[START TEXT EXTRACT]

Excellent suggestion, Seth - The x,000 members of the LUG will definitely
make the difference in keeping Kodak afloat and in the film business. ;-)


On 7/21/05 3:27 PM, "Seth Rosner" <sethrosner@nycap.rr.com> wrote:

> Doug, I believe that Kodak had announced in January that it was trimming
> 15,000 jobs world-wide; this announcement added 10,00 job cuts to total
> 25,000.
> 
> Last year I invited Kodak to send a representative to speak at the LHSA
> annual meeting on Kodak, digital and film. She did and assure us that Kodak
> was not abandoning silver halide but was rationalizing its production to
> eliminate film that was insufficiently used to be commercially viable for
> them. They may have changed policy since then but she was asked 
> specifically
> if Kodak was going to eliminate TRI-X or Kodachrome; the answer as to TRI-X
> was no, as to K-chrome was they had already eliminated K25 but were
> continuing to produce and suppot 64 and 200.

[END TEXT EXTRACT]

* **WHAT YOU NEED TO DO**
1. Answer these about the Kodak email:
(a) In what month, according to Seth, had Kodak announced it was trimming 15,000 jobs world-wide?
(b) At whose annual meeting did the Kodak representative speak?
(c) Which Kodachrome film had Kodak already eliminated?
2. Write the next part of the Kodak email, starting after its last sentence.
The listing after this point is separate material with no connection to the Kodak email.

[START ITEMS]

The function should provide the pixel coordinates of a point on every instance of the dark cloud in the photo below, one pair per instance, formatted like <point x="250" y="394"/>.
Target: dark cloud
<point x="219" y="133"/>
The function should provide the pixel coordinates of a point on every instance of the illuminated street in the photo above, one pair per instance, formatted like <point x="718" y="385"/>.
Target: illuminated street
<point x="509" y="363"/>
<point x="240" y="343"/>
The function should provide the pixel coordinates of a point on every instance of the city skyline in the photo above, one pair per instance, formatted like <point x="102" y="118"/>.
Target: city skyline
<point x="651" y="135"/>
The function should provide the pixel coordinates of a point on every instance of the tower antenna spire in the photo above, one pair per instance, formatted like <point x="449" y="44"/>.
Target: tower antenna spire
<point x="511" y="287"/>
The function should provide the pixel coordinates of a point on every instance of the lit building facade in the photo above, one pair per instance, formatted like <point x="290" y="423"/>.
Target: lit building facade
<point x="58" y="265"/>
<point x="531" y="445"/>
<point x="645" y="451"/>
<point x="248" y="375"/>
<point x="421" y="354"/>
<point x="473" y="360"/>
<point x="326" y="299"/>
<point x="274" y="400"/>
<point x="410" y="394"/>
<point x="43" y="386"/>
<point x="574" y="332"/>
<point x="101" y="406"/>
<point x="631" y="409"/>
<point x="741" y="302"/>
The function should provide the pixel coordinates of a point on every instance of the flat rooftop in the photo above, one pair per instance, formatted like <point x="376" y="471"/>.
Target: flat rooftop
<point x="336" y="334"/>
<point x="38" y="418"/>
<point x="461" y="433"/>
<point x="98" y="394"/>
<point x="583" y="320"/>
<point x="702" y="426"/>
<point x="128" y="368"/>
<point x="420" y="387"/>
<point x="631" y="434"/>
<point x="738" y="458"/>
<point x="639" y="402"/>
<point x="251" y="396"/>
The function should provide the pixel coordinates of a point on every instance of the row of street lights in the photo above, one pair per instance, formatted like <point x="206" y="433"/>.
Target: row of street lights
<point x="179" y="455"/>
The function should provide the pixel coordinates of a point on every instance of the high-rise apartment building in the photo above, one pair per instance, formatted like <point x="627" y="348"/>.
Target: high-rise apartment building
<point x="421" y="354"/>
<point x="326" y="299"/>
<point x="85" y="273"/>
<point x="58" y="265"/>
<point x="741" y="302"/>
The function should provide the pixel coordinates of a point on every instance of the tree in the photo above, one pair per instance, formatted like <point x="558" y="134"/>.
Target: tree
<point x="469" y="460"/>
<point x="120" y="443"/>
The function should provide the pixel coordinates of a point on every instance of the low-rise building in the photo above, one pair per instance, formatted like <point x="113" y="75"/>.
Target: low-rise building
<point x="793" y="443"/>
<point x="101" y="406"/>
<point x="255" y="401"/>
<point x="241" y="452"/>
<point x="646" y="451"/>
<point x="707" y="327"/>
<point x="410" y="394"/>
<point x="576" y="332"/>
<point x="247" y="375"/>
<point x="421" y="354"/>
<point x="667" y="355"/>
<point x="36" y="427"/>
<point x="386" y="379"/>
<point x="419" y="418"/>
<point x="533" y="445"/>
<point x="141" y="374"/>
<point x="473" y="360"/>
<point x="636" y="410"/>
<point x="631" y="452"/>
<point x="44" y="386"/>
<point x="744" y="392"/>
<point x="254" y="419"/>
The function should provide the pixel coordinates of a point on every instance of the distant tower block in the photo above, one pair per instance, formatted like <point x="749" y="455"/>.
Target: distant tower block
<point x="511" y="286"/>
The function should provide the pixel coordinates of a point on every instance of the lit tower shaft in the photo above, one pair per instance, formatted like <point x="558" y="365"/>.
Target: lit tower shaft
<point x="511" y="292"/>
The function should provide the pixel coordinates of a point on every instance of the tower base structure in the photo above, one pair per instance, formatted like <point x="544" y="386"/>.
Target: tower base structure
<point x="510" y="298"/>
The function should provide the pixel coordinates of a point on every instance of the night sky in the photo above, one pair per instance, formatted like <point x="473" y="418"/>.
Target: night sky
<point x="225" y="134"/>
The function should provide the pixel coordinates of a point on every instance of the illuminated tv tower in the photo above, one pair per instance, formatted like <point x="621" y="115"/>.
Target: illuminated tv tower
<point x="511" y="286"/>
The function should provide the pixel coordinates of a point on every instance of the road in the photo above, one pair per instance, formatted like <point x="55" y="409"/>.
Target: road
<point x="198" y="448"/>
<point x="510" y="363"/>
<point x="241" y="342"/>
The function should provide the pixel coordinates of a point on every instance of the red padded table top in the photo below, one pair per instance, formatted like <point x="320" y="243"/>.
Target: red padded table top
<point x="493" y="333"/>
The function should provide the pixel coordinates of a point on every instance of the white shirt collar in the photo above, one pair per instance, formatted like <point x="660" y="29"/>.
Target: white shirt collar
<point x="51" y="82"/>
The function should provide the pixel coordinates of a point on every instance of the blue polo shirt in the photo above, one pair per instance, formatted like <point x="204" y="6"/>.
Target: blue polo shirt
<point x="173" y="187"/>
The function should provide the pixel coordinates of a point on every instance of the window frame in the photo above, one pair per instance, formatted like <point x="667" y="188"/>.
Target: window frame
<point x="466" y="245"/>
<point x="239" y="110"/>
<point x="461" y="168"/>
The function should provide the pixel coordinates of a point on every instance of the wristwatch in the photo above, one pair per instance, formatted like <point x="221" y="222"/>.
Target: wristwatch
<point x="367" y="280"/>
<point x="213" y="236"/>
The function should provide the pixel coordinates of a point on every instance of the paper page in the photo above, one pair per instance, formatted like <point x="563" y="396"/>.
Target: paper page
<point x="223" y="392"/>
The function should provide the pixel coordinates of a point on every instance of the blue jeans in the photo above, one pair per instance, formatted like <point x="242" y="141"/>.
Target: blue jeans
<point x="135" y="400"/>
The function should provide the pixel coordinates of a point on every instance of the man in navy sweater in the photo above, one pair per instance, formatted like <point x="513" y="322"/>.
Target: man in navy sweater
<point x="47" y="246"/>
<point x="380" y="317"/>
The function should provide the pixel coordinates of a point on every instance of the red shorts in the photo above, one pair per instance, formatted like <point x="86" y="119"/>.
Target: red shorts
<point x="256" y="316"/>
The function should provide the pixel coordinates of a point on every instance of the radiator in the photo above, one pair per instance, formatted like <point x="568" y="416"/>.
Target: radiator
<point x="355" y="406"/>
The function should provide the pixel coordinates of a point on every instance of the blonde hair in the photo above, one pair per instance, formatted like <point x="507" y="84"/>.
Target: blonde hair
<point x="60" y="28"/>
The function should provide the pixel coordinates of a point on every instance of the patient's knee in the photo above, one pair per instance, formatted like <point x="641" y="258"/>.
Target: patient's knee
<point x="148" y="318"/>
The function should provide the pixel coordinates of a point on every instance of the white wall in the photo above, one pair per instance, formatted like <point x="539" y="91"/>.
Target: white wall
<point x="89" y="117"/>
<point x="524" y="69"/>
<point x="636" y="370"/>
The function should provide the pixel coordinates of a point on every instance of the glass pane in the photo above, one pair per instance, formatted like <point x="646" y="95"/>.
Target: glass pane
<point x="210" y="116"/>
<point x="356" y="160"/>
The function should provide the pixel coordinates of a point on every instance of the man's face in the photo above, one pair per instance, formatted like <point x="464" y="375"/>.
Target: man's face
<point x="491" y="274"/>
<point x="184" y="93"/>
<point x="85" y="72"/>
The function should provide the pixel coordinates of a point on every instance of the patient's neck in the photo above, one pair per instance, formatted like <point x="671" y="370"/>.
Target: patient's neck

[END ITEMS]

* **WRITTEN RESPONSES**
1.
(a) January
(b) The LHSA's
(c) K25

2.
> 
> I suggest all doom-and-gloomers go to the Kodak website and click on
> "Pro-photographer/Lab" to see the film emulsions they produce, including
> some new emulsions. K64 and K200, six different Professional Ektachrome
> emulsions, two brand-new Ultra Professional color print films with high
> color saturation.
> 
> In b+w Kodak continues Tri-X, three T-MAX emulsions: 100, 400 and 3200,
> Plus-X 125, High-speed infra-red and BW400 CN, the b+w chromogenic film.
> 
> All are professional films, therefore fresh and dated and they have on the
> website a service where you input your location and they will give you the
> location of a dealer for the product you want.
> 
> Instead of lamenting the demise of Kodak film, I would think we who use and
> love their films would make an effort to use them so that rumors of Kodak's
> end of film production does not become a self-fulfilling prophecy.
> 
> C'mon, guys and gals, get back on the yellow box. I still have hundreds of
> Kodachrome slides that are 55 years old whose color is still as vivid as
> when the yellow boxes  came back to me in 1950 et seq.
> 
> Seth
> 
> ----- Original Message -----
> From: "dnygr" <dnygr@cshore.com>
> To: <lug@leica-users.org>
> Sent: Thursday, July 21, 2005 2:33 PM
> Subject: [Leica] Kodak retreats
> 
> 
>> I read this morning in The New York Times that Kodak is going to trim
>> 10,000 jobs. Deutsche Welle reports, however, that Kodak is going to shed
>> 25,000 jobs.
>> 
>> Whether this means for the future of film, I don't know, but I do know
>> that it means I will quickly start to figure out what products to buy as
>> replacements for the Kodak items I use. They have lost my confidence.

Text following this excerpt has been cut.